Written problem: Repeat every record exactly, but keep images out of the copy.

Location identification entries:
********

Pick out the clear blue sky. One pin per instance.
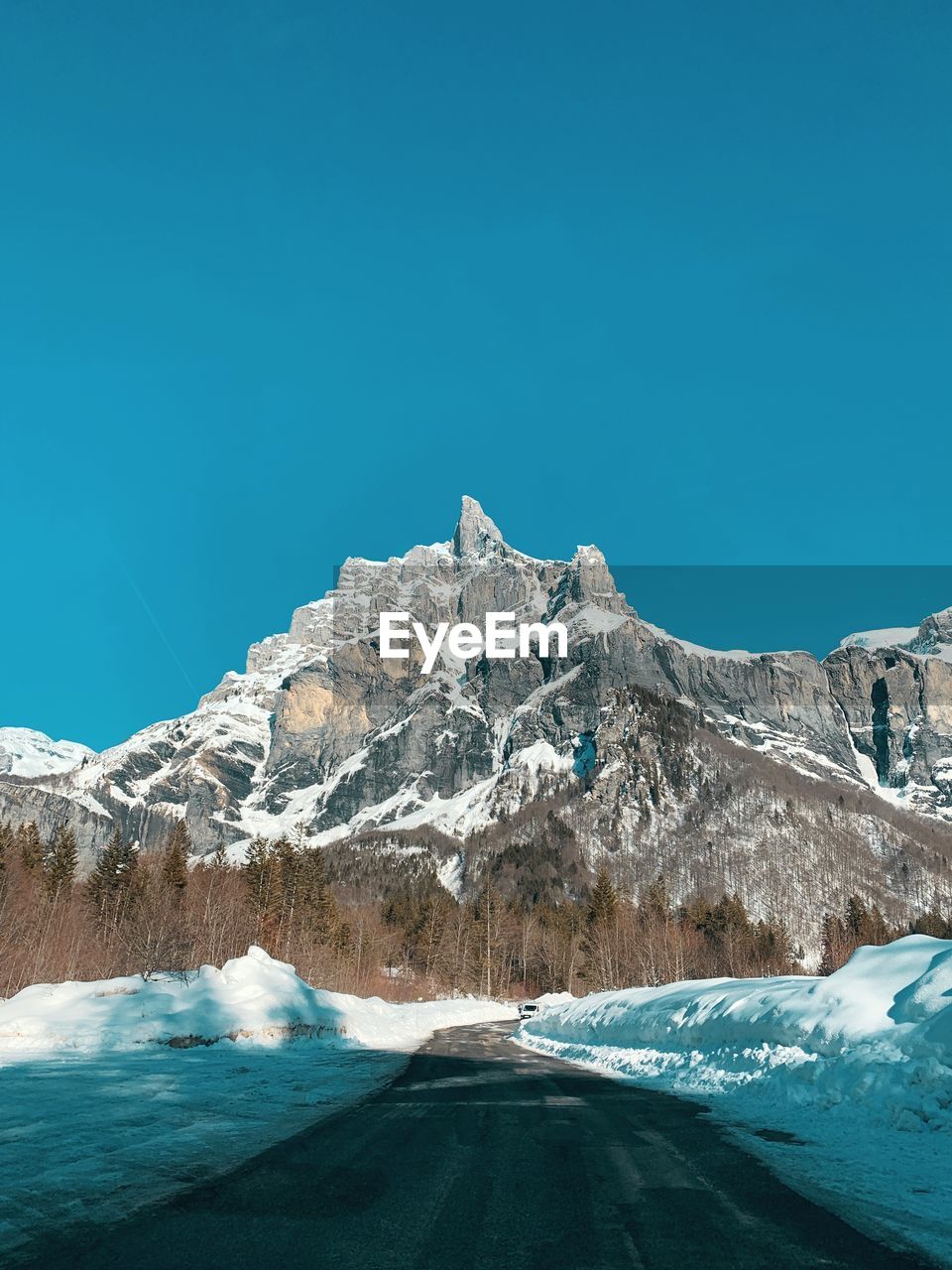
(282, 281)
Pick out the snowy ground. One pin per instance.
(103, 1115)
(842, 1084)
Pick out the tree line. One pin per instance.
(154, 913)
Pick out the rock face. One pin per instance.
(895, 690)
(321, 729)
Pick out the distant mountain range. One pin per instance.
(320, 730)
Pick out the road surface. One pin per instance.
(483, 1156)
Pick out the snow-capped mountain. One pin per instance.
(320, 729)
(24, 752)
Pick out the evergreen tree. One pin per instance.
(60, 861)
(834, 944)
(175, 870)
(112, 885)
(316, 905)
(31, 846)
(7, 841)
(603, 902)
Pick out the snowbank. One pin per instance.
(869, 1047)
(252, 998)
(121, 1092)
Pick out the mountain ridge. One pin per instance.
(318, 729)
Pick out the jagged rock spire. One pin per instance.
(475, 532)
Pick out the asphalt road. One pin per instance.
(485, 1157)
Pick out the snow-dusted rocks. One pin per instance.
(24, 752)
(320, 729)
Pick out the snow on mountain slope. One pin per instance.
(844, 1083)
(24, 752)
(320, 729)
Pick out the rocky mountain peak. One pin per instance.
(475, 532)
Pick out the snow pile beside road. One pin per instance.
(253, 998)
(122, 1092)
(825, 1071)
(880, 1028)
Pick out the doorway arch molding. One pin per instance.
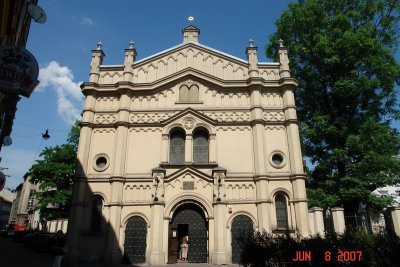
(191, 198)
(248, 214)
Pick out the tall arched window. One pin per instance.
(177, 147)
(281, 211)
(200, 147)
(96, 216)
(189, 94)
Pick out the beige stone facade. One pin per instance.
(187, 141)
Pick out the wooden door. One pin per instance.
(173, 241)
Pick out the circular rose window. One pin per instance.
(277, 159)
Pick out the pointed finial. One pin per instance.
(280, 43)
(251, 43)
(99, 46)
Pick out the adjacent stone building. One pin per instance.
(24, 204)
(6, 199)
(189, 141)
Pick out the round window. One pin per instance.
(101, 162)
(277, 159)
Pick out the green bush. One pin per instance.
(353, 248)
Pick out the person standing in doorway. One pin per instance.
(185, 247)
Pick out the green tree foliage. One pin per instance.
(54, 173)
(342, 53)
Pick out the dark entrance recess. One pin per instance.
(135, 241)
(188, 220)
(242, 227)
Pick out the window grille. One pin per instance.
(177, 148)
(281, 212)
(200, 147)
(187, 94)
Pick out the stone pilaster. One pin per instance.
(97, 60)
(220, 255)
(284, 69)
(191, 34)
(189, 149)
(130, 56)
(164, 148)
(213, 149)
(263, 206)
(251, 52)
(318, 221)
(113, 251)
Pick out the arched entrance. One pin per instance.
(242, 227)
(188, 220)
(135, 240)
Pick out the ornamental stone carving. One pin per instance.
(274, 116)
(105, 118)
(229, 116)
(149, 117)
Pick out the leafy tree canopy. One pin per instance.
(342, 53)
(54, 173)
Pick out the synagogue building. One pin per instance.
(191, 142)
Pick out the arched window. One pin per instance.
(177, 147)
(96, 216)
(189, 94)
(200, 147)
(281, 211)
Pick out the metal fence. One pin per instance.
(357, 220)
(389, 227)
(328, 224)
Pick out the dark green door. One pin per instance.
(193, 216)
(135, 240)
(242, 227)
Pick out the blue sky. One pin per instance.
(62, 47)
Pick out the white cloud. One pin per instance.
(69, 97)
(18, 162)
(87, 21)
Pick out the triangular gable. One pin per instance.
(192, 112)
(190, 170)
(190, 56)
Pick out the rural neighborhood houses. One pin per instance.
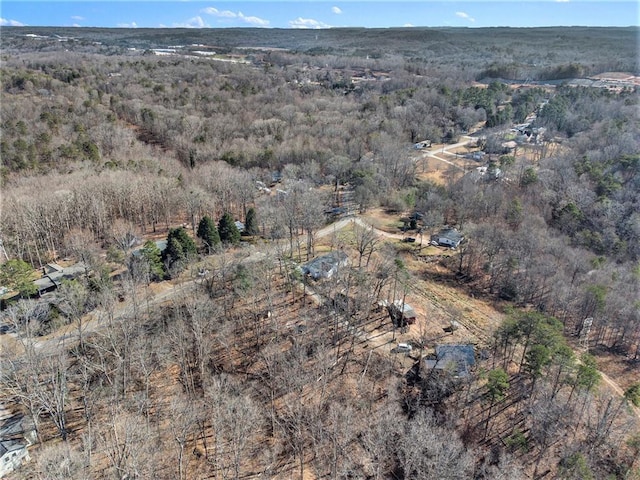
(15, 436)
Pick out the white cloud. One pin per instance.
(195, 22)
(261, 22)
(307, 23)
(10, 23)
(466, 16)
(239, 16)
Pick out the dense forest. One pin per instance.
(116, 139)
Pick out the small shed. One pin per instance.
(402, 313)
(458, 360)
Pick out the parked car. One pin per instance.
(402, 348)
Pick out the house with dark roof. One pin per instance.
(447, 237)
(325, 266)
(457, 360)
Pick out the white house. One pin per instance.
(12, 454)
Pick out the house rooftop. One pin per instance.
(324, 265)
(458, 359)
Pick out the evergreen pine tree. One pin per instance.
(208, 233)
(153, 256)
(251, 222)
(229, 233)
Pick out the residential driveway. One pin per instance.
(340, 224)
(435, 152)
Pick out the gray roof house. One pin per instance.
(16, 434)
(455, 359)
(53, 275)
(325, 266)
(448, 237)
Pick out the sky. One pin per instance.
(319, 14)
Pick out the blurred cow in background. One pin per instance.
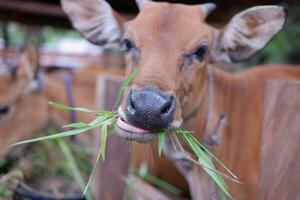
(25, 92)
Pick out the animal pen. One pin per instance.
(280, 127)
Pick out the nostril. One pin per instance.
(166, 108)
(132, 104)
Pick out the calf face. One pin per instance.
(173, 46)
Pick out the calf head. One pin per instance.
(173, 46)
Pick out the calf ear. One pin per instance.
(95, 20)
(247, 33)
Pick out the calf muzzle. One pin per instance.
(149, 108)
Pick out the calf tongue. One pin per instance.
(130, 128)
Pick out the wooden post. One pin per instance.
(108, 179)
(280, 164)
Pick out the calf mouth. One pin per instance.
(133, 133)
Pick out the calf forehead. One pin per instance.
(168, 25)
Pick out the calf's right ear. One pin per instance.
(95, 20)
(247, 33)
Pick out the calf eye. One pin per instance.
(127, 45)
(200, 52)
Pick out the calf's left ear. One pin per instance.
(247, 33)
(95, 20)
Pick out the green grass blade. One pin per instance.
(124, 85)
(103, 139)
(54, 136)
(93, 171)
(203, 159)
(77, 125)
(73, 166)
(209, 153)
(95, 123)
(215, 158)
(161, 141)
(163, 185)
(64, 107)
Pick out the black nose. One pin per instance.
(149, 108)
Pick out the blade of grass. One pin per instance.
(64, 107)
(163, 185)
(95, 123)
(54, 136)
(98, 159)
(142, 172)
(204, 160)
(73, 166)
(161, 141)
(76, 125)
(210, 154)
(103, 138)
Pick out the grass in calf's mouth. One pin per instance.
(106, 121)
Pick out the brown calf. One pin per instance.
(177, 51)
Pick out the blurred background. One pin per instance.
(44, 24)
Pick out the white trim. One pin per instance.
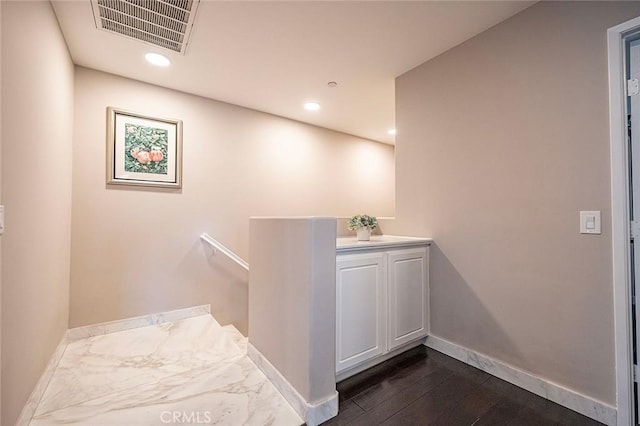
(569, 398)
(135, 322)
(313, 414)
(31, 405)
(620, 220)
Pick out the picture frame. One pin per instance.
(143, 150)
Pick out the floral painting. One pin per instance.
(143, 150)
(146, 149)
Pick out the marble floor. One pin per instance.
(191, 371)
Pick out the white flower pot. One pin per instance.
(364, 234)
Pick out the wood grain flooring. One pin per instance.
(426, 387)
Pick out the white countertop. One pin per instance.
(347, 244)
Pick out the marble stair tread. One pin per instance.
(228, 393)
(101, 365)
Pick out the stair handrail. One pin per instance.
(217, 245)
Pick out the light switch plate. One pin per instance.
(590, 222)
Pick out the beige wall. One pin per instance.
(501, 142)
(137, 251)
(37, 105)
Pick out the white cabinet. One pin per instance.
(382, 301)
(360, 308)
(408, 296)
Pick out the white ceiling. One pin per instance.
(274, 56)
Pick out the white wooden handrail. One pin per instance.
(217, 245)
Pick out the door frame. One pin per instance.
(620, 219)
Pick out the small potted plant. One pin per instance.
(363, 224)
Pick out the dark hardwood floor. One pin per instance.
(425, 387)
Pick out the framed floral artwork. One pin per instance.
(143, 150)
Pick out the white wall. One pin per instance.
(37, 125)
(502, 141)
(136, 251)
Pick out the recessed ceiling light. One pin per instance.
(157, 59)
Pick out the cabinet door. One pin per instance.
(360, 308)
(408, 295)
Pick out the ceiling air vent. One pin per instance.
(163, 23)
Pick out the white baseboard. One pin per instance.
(29, 408)
(571, 399)
(313, 415)
(73, 334)
(135, 322)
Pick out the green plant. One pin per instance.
(363, 221)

********

Exercise result:
Pick out the clear blue sky. One pin per instance.
(282, 281)
Pick out the snowy ground. One pin per instance.
(103, 1115)
(842, 1084)
Pick out the tree line. One pin per instance.
(154, 913)
Pick out the rock face. One pin per instance.
(895, 690)
(321, 729)
Pick out the distant mountain range. One pin per instance.
(320, 730)
Pick out the road surface. One pin per instance.
(483, 1156)
Pick out the snow-capped mountain. One pin per instance.
(320, 729)
(24, 752)
Pick out the evergreen tree. One pin per instance.
(60, 861)
(834, 944)
(175, 870)
(112, 885)
(316, 905)
(31, 846)
(7, 841)
(603, 902)
Pick out the snowbank. One pin per instance.
(869, 1047)
(252, 998)
(121, 1092)
Pick out the mountain ridge. One pin per instance.
(318, 729)
Pick out the jagged rock spire. One pin per instance.
(475, 532)
Pick out the asphalt road. One pin per instance.
(485, 1157)
Pick out the snow-dusted rocks. One pin per instance.
(24, 752)
(320, 729)
Pick out the snow on mountain slope. One pin per instance.
(844, 1083)
(24, 752)
(320, 729)
Pick out the rocky mountain peak. One pin per instance.
(475, 532)
Pick out the snow pile beside road. One pin per instance.
(253, 998)
(122, 1092)
(825, 1071)
(880, 1028)
Pick out the doorway arch molding. One pin per instance.
(191, 198)
(248, 214)
Pick out the tall arched window. One pin per instance.
(177, 147)
(281, 211)
(200, 147)
(96, 216)
(189, 94)
Pick out the beige stone facade. One pin per instance.
(187, 141)
Pick out the wooden door. One pin per instance.
(173, 241)
Pick out the circular rose window. One pin per instance.
(277, 159)
Pick out the pointed finial. One pin per instance.
(280, 43)
(251, 43)
(99, 46)
Pick out the adjacent stone building. One pin per instance.
(24, 204)
(6, 199)
(189, 141)
Pick out the round window. One pin per instance.
(101, 162)
(277, 159)
Pick out the green bush. One pin per instance.
(353, 248)
Pick out the person standing in doorway. One pin per instance.
(185, 247)
Pick out the green tree foliage. One pin per instance.
(54, 173)
(342, 53)
Pick out the dark entrance recess. One pin per instance.
(135, 241)
(188, 220)
(242, 227)
Pick out the window grille. One pin per instance.
(177, 148)
(281, 212)
(200, 147)
(187, 94)
Pick out the stone pilaster. One pin per instance.
(97, 60)
(220, 255)
(284, 69)
(191, 34)
(189, 149)
(130, 56)
(164, 148)
(213, 149)
(263, 206)
(251, 52)
(318, 221)
(113, 251)
Pick out the arched entrance. One pin per instance.
(242, 227)
(188, 220)
(135, 240)
Pick out the ornamental stone carving. One pin per instance.
(274, 116)
(105, 118)
(229, 116)
(149, 117)
Pick out the leafy tree canopy. One pin per instance.
(342, 53)
(54, 173)
Pick out the synagogue building. One pin per instance.
(191, 142)
Pick out the arched window. One pin per instance.
(177, 147)
(96, 216)
(189, 94)
(200, 147)
(281, 211)
Pick out the metal fence. One pin per instance.
(357, 220)
(389, 227)
(328, 224)
Pick out the dark green door. One pin per instance.
(193, 216)
(135, 240)
(242, 227)
Pick out the blue sky. One pin per instance.
(62, 47)
Pick out the white cloud. One pin per instance.
(69, 97)
(18, 162)
(87, 21)
Pick out the triangular gable. One pin per instance.
(192, 112)
(190, 170)
(190, 56)
Pick out the rural neighborhood houses. One pin per instance.
(15, 436)
Pick out the white cloud. One pin per instance.
(195, 22)
(261, 22)
(307, 23)
(10, 23)
(466, 16)
(239, 16)
Pick out the dense forest. One pin per instance.
(116, 139)
Pick out the small shed. One pin per instance.
(402, 313)
(458, 360)
Pick out the parked car. One pin per instance.
(402, 348)
Pick out the house with dark roof. One pin per instance.
(447, 237)
(325, 266)
(457, 360)
Pick out the white house. One pin per instance.
(12, 454)
Pick out the house rooftop. One pin per instance.
(324, 265)
(458, 359)
Pick out the evergreen pine tree. One pin per instance.
(208, 233)
(153, 256)
(251, 222)
(229, 233)
Pick out the residential driveway. One pin per instance.
(340, 224)
(435, 152)
Pick out the gray roof house. One pin per instance.
(16, 434)
(455, 359)
(53, 275)
(325, 266)
(448, 237)
Pick out the sky. One pin per instance.
(319, 14)
Pick out the blurred cow in background. One pin per instance.
(25, 92)
Pick out the animal pen. One pin per instance.
(280, 127)
Pick out the nostril. One pin per instance.
(166, 108)
(132, 104)
Pick out the calf face. One pin per instance.
(173, 46)
Pick out the calf head. One pin per instance.
(173, 46)
Pick out the calf ear. One pin per instance.
(95, 20)
(247, 33)
Pick out the calf muzzle. One pin per instance.
(149, 108)
Pick out the calf tongue. One pin per instance.
(130, 128)
Pick out the wooden post. One pin per instance.
(108, 179)
(280, 164)
Pick out the calf mouth. One pin per instance.
(133, 133)
Pick out the calf forehead. One pin per instance.
(168, 25)
Pick out the calf's right ear. One pin per instance.
(95, 20)
(247, 33)
Pick out the calf eye. One pin per instance.
(127, 45)
(200, 52)
Pick out the calf's left ear. One pin per instance.
(247, 33)
(95, 20)
Pick out the green grass blade. One pin per instance.
(124, 85)
(103, 139)
(54, 136)
(93, 171)
(203, 159)
(77, 125)
(73, 166)
(209, 153)
(95, 123)
(215, 158)
(161, 141)
(163, 185)
(64, 107)
Pick out the black nose. One pin per instance.
(149, 108)
Pick out the blade of grass. One pin per instance.
(64, 107)
(163, 185)
(95, 123)
(54, 136)
(98, 159)
(142, 172)
(204, 160)
(73, 166)
(161, 141)
(76, 125)
(210, 154)
(103, 138)
Pick out the grass in calf's mouth. One pin per instance.
(106, 121)
Pick out the brown calf. One pin per instance.
(177, 51)
Pick out the blurred background. One pin per instance.
(44, 24)
Pick out the white trim. One pin per instance.
(569, 398)
(135, 322)
(313, 414)
(31, 405)
(620, 220)
Pick out the picture frame. One pin per instance.
(143, 150)
Pick out the floral painting. One pin per instance.
(143, 150)
(146, 149)
Pick out the marble floor. One pin per instance.
(191, 371)
Pick out the white flower pot. One pin per instance.
(364, 234)
Pick out the wood grain flooring. One pin per instance.
(426, 387)
Pick out the white countertop. One pin per instance.
(347, 244)
Pick out the marble stair tread. One pin per instance.
(228, 393)
(101, 365)
Pick out the stair handrail. One pin per instance.
(217, 245)
Pick out the light switch plate. One pin per instance.
(590, 222)
Pick out the beige wall. One pin per instance.
(501, 142)
(137, 251)
(37, 105)
Pick out the white cabinet. One pin per instance.
(382, 301)
(360, 308)
(408, 296)
Pick out the white ceiling. One pin per instance.
(274, 56)
Pick out the white wooden handrail. One pin per instance.
(217, 245)
Pick out the door frame. One pin per instance.
(620, 219)
Pick out the small potted plant. One pin per instance.
(363, 224)
Pick out the dark hardwood floor. One pin per instance.
(425, 387)
Pick out the framed floral artwork. One pin per instance.
(143, 150)
Pick out the white wall. One pin per instance.
(37, 125)
(502, 141)
(136, 251)
Pick out the recessed ceiling light. One pin per instance.
(157, 59)
Pick out the cabinet door. One pin per instance.
(360, 308)
(408, 295)
Pick out the ceiling air vent. One pin per instance.
(163, 23)
Pick out the white baseboard. One pin per instance.
(29, 408)
(571, 399)
(313, 415)
(73, 334)
(135, 322)
Pick out the green plant. One pin per instance.
(363, 221)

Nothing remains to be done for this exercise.